• WHAT IS ASKED:
**1.** According to the tax tribunal article, on what date was the resolution plan approved?
**2.** Please continue the tax tribunal article past its last sentence.

AO can determine tax liabilities even during insolvency proceedings: ITAT Mumbai


ACIT Vs MITC Metals Private Limited (ITAT Mumbai)

Income Tax Appellate Tribunal (ITAT) Mumbai has set aside the order of the Commissioner of Income Tax (Appeals) [CIT(A)] in the case of ACIT vs. MITC Metals Pvt. Ltd., ruling that the assessment order was not void ab-initio. The dispute pertained to the assessment year 2014-15, where CIT(A) had invalidated the assessment order, citing the initiation of the Corporate Insolvency Resolution Process (CIRP) against the company. The revenue department challenged this decision, arguing that the assessing officer (AO) was not barred from determining tax liabilities even during the insolvency proceedings.

The CIT(A) had based its decision on the Supreme Court’s ruling in Ghanashyam Mishra & Sons Pvt. Ltd. v. Edelweiss Asset Reconstruction Co. Ltd., where it was held that once a resolution plan is approved under Section 31(1) of the Insolvency and Bankruptcy Code (IBC), all claims not included in the plan are extinguished. However, the Tribunal noted that in the present case, the resolution plan was approved only on July 31, 2023, whereas the assessment order was passed earlier, on May 19, 2023. Citing the Supreme Court’s decision in Sundaresh Bhatt v. Central Board of Indirect Taxes and Customs, ITAT clarified that while tax authorities cannot initiate recovery proceedings during the moratorium period under Section 14 of the IBC, they are still empowered to assess tax dues.

• DATA SECTION:
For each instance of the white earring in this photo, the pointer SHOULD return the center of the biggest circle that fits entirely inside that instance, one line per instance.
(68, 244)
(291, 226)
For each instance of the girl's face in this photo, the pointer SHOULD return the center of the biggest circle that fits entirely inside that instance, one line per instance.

• TASK-BY-TASK RESULTS:
**1.** July 31, 2023.

**2.**
Additionally, ITAT pointed out that in MITC Metals’ own case for the assessment year 2013-14, a co-ordinate bench had previously overturned a similar order by CIT(A). Based on these precedents, the Tribunal held that CIT(A) erred in declaring the assessment order void ab-initio, as the AO had acted within legal limits. The Tribunal, therefore, remanded the matter back to CIT(A) for fresh adjudication in accordance with the law.

While ITAT acknowledged that the issue had largely become academic due to the resolution plan’s approval, it emphasized the need for proper legal evaluation before nullifying assessment orders. The ruling reinforces the principle that assessment proceedings can continue during CIRP, provided no recovery actions are taken. The order was pronounced on December 30, 2024.

FULL TEXT OF THE ORDER OF ITAT MUMBAI

This appeal has been preferred against the impugned order dated 29.05.2024 passed in Appeal no. NFAC/2013-14/10281617 by the Ld. Commissioner of Income– tax(Appeals)/ National Faceless Appeal Centre (NFAC) [hereinafter referred to as the “CIT(A)”] u/s. 250 of the Income-Tax Act, 1961 [hereinafter referred to as “Act”] for the Assessment year [A.Y.] 2014-15, wherein learned CIT(A) has declared the assessment order dated 19.05.2023 as void ab- initio pursuant to the initiation of corporate insolvency resolution process (CIRP) vide order dated 11.03.2019 passed by NCLT u/s.14 of IBC 2016.

2. When the case was taken up for hearing, appellant revenue represented through learned DR, however none responded for respondent assessee/corporate debtor.

3. Learned DR has drawn the attention of the bench that learned CIT(A) has erred in passing the impugned order merely on the ground that corporate insolvency resolution process has been initiated against the respondent/ corporate debtor.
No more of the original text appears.